[Work to complete] Your task is to retype each line of the data below exactly.

[Task data]

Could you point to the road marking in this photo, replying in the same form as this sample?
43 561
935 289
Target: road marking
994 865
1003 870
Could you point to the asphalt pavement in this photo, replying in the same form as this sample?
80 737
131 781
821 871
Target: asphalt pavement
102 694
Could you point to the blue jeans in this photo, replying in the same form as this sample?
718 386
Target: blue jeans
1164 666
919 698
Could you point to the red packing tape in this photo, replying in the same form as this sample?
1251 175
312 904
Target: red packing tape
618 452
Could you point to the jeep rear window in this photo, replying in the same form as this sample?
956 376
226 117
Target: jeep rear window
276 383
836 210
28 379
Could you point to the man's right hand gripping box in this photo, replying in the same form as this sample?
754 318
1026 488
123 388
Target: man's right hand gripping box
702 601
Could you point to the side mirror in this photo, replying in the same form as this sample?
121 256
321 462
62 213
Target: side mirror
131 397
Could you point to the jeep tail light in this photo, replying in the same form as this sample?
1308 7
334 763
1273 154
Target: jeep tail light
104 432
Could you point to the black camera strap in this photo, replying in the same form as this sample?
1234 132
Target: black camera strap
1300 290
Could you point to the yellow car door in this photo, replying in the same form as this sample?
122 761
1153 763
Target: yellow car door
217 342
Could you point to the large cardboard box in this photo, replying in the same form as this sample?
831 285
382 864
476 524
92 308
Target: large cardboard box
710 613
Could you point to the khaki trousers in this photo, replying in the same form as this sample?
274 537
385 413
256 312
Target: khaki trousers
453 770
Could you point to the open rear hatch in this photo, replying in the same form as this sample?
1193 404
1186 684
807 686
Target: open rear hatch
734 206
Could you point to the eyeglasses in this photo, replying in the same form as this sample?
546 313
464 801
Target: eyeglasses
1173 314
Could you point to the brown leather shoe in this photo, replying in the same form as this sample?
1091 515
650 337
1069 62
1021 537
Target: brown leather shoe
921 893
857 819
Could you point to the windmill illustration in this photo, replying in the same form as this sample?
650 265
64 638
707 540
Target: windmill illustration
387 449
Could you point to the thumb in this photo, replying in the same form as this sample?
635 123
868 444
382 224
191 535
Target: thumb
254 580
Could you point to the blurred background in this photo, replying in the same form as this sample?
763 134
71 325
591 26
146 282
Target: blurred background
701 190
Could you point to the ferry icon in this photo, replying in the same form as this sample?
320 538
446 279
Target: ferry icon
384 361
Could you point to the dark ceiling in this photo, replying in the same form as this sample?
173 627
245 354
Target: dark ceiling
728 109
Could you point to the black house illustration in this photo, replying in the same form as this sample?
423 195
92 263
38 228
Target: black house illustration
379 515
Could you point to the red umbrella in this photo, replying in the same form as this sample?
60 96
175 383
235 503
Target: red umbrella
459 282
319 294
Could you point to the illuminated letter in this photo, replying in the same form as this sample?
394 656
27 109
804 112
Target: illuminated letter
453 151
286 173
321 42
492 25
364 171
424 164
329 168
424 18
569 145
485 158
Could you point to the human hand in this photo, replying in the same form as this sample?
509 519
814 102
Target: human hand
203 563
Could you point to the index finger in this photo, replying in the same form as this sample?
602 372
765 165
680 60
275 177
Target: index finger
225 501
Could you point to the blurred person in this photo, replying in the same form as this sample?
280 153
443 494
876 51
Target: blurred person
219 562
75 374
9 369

[The solution]
Could you point to the road marking in this photo, replying in the same form as this sample?
43 561
935 289
Target: road marking
994 865
1003 870
Could you point to the asphalt pavement in this photo, replying in the same form as this sample?
80 737
131 781
821 871
Target: asphalt pavement
102 694
Could you point to the blue jeans in this photo, replying in the same form as this sample?
718 386
Target: blue jeans
1164 666
919 698
Could you point to the red packing tape in this photo, replying in the same form as this sample?
1251 175
312 904
Target: red packing tape
618 452
Could you point to the jeep rear window in this photo, replying in the same form as this sample?
956 376
226 117
Target: jeep rear window
276 383
836 210
28 379
Could you point to the man's right hand gripping box in this photo, replying in the same form as this sample?
754 318
1026 488
123 388
Target: man's right hand gripping box
702 601
Could you point to the side mirror in this photo, replying in the same form as this sample?
121 256
321 462
62 213
Target: side mirror
131 397
Could you point to the jeep tail light in this photo, replying in the same form as this sample?
1308 7
334 763
1273 154
Target: jeep tail light
104 432
Could you point to the black camera strap in this photo, replying in the same form as this sample?
1234 132
Target: black camera strap
1300 290
Could you point to the yellow car door in this photo, replying in the same form as this sample?
122 761
1153 763
Target: yellow car door
217 342
Could you point to the large cardboard box in this photo, replying in the same form as this sample?
831 285
382 864
476 524
92 308
Target: large cardboard box
710 613
Could you point to the khaki trousers in this photo, replying in the same form as this sample?
274 537
385 413
256 312
Target: khaki trousers
453 770
Could you point to the open rear hatch in this photo, replying in the same form as this sample?
1193 404
1186 684
807 686
Target: open rear hatch
734 206
Could you point to the eyeglasses in this photo, replying in the same form as this sample?
546 313
464 801
Target: eyeglasses
1173 314
Could you point to the brown leather shoe in this photo, replying in the same form as this sample?
1091 515
650 337
1069 62
1021 537
Target: brown leather shoe
921 893
857 819
Could you point to the windmill illustration in this photo, replying in the same form as this sample?
650 265
64 638
707 540
Target: windmill illustration
387 449
Could you point to the thumb in this photo, replying in the same form as this sample?
635 123
868 444
382 224
191 535
Target: thumb
254 580
Could you point to the blurred background in this photo, replying in the same form as this sample?
763 134
71 325
591 26
146 282
Target: blurred background
701 190
Could you point to the ferry icon in this photo, replying in the same form as this sample?
320 538
446 279
Target: ferry icon
384 361
Could you point to the dark ceiling in this photo, replying in the same form as this sample?
173 627
245 354
Target: dark ceiling
728 109
Could you point to the black house illustration in this photo, replying in the same form as this sample?
423 195
92 263
38 228
Target: black house illustration
379 515
Could you point to the red umbrella in this photo, replying in the same form as this sample?
60 96
175 383
235 503
Target: red umbrella
459 282
319 294
Could you point to the illuminated letter in this photo, replying in the same form as this sample?
394 656
27 109
804 112
Target: illuminated letter
453 151
286 173
321 42
492 25
364 171
424 164
329 168
424 18
569 145
485 158
Could you point to the human hand in this photo, replying in the same form as this sample?
509 519
814 102
Target: human hand
203 563
Could you point to the index finger in this photo, replying in the same form as this sample?
602 372
765 165
680 60
275 177
Target: index finger
225 501
Could you point to the blurred person in this photo, replying in the same form as this sample?
280 153
443 494
876 51
Target: blurred person
219 562
75 374
9 369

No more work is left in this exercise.